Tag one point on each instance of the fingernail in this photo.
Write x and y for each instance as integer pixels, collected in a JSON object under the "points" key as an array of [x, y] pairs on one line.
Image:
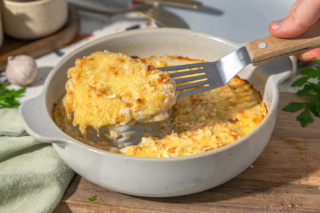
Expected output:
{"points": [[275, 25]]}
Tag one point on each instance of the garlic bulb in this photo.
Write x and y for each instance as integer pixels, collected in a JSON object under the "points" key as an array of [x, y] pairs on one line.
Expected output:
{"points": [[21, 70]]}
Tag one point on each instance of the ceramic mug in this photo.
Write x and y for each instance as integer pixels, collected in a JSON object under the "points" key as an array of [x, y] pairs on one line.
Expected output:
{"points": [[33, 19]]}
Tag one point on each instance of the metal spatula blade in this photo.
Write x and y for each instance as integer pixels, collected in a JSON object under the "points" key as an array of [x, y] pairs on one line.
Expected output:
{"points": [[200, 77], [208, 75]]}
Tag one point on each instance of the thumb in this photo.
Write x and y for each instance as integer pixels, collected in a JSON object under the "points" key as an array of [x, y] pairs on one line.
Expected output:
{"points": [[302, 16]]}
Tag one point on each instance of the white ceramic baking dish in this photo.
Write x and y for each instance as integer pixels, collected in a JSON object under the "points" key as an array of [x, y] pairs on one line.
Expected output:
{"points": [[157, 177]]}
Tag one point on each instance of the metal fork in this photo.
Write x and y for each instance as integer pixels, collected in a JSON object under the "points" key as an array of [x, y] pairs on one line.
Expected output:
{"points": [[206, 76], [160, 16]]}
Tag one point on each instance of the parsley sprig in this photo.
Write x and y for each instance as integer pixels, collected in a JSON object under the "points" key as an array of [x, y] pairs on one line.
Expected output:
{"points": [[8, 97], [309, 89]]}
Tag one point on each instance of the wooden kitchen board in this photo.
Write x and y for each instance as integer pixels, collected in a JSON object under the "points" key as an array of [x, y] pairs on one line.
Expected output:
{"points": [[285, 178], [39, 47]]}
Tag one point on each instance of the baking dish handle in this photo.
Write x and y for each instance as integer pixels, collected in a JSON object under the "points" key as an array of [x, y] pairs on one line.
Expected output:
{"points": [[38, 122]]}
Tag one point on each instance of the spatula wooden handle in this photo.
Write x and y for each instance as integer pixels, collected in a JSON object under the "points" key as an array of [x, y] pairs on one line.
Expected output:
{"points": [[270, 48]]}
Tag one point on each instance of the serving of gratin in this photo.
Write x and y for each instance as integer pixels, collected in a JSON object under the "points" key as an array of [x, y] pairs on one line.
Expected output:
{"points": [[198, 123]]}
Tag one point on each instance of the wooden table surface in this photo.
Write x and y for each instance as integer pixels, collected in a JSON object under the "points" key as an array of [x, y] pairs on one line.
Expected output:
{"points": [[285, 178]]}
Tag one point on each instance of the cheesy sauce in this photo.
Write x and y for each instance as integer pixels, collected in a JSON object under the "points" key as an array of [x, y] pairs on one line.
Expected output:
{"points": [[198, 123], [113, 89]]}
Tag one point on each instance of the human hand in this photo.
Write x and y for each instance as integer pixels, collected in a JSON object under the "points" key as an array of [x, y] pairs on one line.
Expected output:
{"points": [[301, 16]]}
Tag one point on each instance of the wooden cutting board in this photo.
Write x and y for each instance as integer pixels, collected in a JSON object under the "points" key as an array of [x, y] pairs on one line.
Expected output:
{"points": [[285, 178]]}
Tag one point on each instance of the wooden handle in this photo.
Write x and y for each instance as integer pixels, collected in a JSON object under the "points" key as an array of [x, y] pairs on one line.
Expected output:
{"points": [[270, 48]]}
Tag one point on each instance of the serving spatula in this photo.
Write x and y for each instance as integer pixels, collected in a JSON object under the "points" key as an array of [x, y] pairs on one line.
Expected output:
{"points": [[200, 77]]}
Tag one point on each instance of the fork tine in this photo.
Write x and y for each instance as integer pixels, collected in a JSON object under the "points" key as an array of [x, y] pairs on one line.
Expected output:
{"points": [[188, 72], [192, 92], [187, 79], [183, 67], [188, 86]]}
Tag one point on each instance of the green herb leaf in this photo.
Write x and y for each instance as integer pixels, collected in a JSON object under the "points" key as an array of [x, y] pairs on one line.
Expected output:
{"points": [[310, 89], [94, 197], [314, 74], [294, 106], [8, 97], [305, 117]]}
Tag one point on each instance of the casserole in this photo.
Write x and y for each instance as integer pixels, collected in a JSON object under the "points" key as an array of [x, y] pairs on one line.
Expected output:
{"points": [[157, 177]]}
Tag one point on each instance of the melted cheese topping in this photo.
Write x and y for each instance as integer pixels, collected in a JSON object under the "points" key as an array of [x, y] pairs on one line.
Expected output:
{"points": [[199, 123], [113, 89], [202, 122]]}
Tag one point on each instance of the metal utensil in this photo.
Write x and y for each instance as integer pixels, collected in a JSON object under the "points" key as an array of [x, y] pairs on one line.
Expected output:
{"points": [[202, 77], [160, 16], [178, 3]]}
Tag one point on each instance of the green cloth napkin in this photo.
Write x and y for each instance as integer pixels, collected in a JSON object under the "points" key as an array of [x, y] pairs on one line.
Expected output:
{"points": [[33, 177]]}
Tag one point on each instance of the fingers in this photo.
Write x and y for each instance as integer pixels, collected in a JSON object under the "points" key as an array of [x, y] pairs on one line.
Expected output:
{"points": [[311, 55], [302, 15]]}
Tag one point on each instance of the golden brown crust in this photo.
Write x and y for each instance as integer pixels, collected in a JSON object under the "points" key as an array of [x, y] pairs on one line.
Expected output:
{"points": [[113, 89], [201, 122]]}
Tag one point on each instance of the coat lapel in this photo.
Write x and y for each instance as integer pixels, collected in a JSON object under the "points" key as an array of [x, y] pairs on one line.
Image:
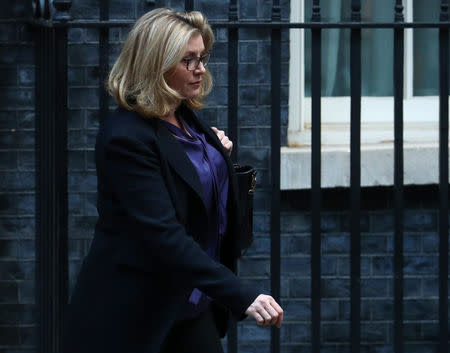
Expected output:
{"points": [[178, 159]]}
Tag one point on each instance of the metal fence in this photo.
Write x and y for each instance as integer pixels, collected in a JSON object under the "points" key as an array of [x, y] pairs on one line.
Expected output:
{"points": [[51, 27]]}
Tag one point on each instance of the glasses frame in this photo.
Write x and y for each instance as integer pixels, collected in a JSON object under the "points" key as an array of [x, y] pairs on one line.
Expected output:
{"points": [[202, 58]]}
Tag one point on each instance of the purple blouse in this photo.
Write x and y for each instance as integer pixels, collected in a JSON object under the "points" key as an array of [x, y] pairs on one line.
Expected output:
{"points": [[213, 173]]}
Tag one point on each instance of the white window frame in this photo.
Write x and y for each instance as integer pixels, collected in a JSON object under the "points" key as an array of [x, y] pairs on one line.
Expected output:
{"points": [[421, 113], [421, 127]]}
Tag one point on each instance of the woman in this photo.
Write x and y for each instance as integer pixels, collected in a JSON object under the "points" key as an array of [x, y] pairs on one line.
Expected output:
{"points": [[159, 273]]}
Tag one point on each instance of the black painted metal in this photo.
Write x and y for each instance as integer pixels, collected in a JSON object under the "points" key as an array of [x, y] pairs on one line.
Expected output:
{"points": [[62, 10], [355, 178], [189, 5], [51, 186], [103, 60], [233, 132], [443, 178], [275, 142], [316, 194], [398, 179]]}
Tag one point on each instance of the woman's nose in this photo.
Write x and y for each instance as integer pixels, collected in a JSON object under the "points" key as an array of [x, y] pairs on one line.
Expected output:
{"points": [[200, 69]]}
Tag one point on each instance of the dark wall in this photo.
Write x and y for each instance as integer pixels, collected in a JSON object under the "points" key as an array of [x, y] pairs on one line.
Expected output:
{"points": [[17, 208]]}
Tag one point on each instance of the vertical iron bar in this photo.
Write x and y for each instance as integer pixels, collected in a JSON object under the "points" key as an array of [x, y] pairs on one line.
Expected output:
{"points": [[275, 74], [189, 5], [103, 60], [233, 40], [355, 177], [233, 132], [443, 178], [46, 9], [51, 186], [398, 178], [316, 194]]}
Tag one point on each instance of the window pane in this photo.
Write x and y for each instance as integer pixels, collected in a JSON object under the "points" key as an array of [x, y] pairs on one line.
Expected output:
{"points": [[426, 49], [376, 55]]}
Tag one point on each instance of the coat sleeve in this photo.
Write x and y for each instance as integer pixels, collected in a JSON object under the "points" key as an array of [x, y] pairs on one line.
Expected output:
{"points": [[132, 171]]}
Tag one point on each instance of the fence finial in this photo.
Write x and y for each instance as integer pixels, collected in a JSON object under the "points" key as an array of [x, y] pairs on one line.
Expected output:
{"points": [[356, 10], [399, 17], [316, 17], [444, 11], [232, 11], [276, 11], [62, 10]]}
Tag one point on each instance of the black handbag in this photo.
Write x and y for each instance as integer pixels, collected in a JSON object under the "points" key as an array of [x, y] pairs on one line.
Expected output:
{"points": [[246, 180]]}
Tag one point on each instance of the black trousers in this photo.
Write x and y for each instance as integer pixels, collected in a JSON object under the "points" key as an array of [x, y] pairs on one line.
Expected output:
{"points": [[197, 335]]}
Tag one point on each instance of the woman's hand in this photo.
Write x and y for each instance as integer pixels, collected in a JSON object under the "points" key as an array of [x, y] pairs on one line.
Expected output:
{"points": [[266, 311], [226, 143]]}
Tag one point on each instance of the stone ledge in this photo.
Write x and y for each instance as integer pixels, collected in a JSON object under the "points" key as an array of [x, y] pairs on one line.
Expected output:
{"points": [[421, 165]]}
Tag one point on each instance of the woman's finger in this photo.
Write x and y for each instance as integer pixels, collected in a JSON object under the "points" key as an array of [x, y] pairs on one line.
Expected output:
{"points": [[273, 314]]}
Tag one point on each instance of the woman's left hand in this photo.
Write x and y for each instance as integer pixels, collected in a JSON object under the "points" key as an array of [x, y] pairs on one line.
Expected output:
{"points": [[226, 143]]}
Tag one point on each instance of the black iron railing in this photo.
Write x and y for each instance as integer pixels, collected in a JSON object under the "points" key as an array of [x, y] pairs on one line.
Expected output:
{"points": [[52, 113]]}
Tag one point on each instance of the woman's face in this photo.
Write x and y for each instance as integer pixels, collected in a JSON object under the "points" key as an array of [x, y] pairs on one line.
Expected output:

**WHAT YOU WILL DO**. Which of the lines above include the word "handle"? List those lines.

**OUTPUT**.
Tag one point on each instance of the baking dish handle in this photo.
Tag one point on each instance of the spatula wooden handle in this photo.
Tag one point on each instance of the wooden handle in this photo.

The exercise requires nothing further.